(Travail demandé):
a – Relevez, dans leur ordre d'apparition, tous les mots de l'extrait sur l'argumentation qui appartiennent à la famille du mot « argument ».
b – Poursuivez l'extrait sur l'argumentation à la suite de sa dernière phrase.

(Extrait du document):

Elle participe à l’expansion du mouvement de recherche sur le développement des modèles de raisonnement et de décisions basés sur l’argumentation initié au début des années 1980. « La communauté de chercheurs se composaient durant ma thèse d’une centaine de personnes, je parvenais à lire tous les articles sur le sujet. Aujourd’hui, le nombre de chercheurs est impressionnant, les conférences et les publications dans des journaux de très haut niveau se multiplient. Pourquoi ? Parce que c’est une approche qui a la particularité d’être applicable à différents types de problèmes, comme, par exemple, le raisonnement juridique », souligne-t-elle.
Argumenter pour expliquer
Autre domaine d’application : la santé. Elle cite l’exemple d’un travail conduit avec un médecin urgentiste parisien qui a développé un système expert pour établir automatiquement des diagnostics médicaux. Sa demande : faire en sorte que les diagnostics proposées par le système soient explicables, grâce à une approche argumentative, et comprendre pourquoi l’algorithme les propose.
« Cela permet de comprendre les éventuelles erreurs de la machine et de donner confiance aux patients. »

(Données de l'exercice):
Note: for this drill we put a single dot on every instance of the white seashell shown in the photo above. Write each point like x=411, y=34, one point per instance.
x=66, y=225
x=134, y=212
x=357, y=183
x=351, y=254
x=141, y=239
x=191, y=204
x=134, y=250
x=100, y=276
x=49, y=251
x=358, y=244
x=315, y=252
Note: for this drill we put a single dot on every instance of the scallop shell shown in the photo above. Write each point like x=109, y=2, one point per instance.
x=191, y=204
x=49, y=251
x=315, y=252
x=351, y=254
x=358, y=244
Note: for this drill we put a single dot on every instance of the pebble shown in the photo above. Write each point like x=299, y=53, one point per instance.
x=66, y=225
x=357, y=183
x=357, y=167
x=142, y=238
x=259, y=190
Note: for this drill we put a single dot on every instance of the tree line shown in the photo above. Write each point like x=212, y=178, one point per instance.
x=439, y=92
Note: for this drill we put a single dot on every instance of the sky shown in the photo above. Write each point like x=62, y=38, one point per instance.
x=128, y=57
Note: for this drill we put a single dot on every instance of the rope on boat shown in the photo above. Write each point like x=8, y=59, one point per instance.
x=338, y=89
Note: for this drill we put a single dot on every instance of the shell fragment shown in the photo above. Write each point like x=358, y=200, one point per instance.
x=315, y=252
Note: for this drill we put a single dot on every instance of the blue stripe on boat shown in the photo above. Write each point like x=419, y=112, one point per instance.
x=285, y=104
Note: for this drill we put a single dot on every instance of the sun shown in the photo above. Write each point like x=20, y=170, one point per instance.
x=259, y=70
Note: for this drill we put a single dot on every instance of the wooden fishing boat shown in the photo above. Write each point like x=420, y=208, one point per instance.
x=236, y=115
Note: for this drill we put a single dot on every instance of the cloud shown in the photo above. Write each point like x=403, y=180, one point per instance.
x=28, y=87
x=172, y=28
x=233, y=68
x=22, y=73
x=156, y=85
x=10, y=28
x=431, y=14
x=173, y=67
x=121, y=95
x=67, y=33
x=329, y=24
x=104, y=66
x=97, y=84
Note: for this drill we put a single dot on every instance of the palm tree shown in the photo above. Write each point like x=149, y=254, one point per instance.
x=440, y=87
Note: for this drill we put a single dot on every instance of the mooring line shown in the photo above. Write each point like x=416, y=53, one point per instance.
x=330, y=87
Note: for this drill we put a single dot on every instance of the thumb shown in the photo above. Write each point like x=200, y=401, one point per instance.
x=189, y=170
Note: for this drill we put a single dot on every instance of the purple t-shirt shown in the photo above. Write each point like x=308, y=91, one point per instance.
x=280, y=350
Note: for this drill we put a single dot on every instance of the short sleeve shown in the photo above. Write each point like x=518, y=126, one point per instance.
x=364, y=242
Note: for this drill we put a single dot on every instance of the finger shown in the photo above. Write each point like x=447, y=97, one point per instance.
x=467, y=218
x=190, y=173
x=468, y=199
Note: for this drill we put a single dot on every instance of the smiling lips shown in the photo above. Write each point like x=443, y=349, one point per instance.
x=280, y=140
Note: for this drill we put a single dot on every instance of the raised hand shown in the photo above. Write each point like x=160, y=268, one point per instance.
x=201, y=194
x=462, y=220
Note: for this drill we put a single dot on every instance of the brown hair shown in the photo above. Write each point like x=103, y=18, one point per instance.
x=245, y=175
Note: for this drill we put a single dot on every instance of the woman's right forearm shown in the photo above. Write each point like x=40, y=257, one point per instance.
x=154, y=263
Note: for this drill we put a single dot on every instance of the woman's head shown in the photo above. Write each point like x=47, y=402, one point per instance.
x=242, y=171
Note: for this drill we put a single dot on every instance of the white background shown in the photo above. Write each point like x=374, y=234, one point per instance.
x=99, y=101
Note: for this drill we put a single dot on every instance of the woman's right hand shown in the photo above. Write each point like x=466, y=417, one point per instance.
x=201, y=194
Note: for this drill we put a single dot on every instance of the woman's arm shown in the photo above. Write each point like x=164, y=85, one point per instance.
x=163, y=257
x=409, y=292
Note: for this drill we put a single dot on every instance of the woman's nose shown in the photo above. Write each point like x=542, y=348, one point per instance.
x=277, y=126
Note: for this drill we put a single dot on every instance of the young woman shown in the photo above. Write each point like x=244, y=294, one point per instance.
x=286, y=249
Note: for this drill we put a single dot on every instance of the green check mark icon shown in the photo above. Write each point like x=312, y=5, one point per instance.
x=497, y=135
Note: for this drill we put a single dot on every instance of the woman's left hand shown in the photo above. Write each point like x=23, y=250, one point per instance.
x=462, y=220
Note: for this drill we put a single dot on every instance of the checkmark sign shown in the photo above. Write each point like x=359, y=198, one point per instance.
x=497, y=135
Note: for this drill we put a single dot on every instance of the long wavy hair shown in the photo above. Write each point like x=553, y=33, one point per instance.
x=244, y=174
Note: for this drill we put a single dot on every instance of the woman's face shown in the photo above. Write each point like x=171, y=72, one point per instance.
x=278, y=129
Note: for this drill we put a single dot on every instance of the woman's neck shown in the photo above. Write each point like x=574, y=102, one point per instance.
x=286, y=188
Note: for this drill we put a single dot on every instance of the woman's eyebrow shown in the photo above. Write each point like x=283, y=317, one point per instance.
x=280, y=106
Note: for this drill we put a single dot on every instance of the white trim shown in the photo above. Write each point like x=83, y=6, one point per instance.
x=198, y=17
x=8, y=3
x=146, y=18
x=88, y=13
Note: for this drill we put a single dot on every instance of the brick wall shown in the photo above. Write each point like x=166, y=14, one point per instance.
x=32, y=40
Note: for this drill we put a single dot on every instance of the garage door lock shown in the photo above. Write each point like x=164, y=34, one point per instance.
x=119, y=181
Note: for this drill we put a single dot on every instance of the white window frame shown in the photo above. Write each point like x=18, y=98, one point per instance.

(Exercices corrigés):
a – argumentation, Argumenter, argumentative

b –
Depuis 2019, Leila Amgoud est titulaire d’une chaire dédiée à l’argumentation au sein de l’institut interdisciplinaire d’intelligence artificielle de Toulouse, ANITI. « Les modèles argumentatifs ont fait leur preuve en matière de raisonnement et de décision ; il faut maintenant les confronter à l’apprentissage et expliquer pourquoi un modèle produit tel résultat dans telle situation ». L’humain raisonne, décide, apprend. Peut-on développer des modèles d’apprentissage des machines en utilisant l’argumentation ? C’est le défi que relève Leila Amgoud aujourd’hui.
« Expliquer est un gage de crédibilité »
observe-t-elle.
En janvier 2021, Leila Amgoud a pris de nouvelles responsabilités. Elle est aujourd’hui directrice adjointe de son laboratoire, l’IRIT, et chargée de réfléchir à la politique scientifique. Nul doute qu’elle saura formaliser les arguments pour valoriser les savoir-faire de ses équipes !
Voix off
- Quelle est la première chose que vous faites en vous levant ? Mon premier geste ? J’allume la radio pour écouter les infos, je suis accro.
- Quel est votre principal trait de caractère ? Ah… l’optimisme ! je ne dis jamais qu’une mission est impossible. Et même si c’est difficile je persiste.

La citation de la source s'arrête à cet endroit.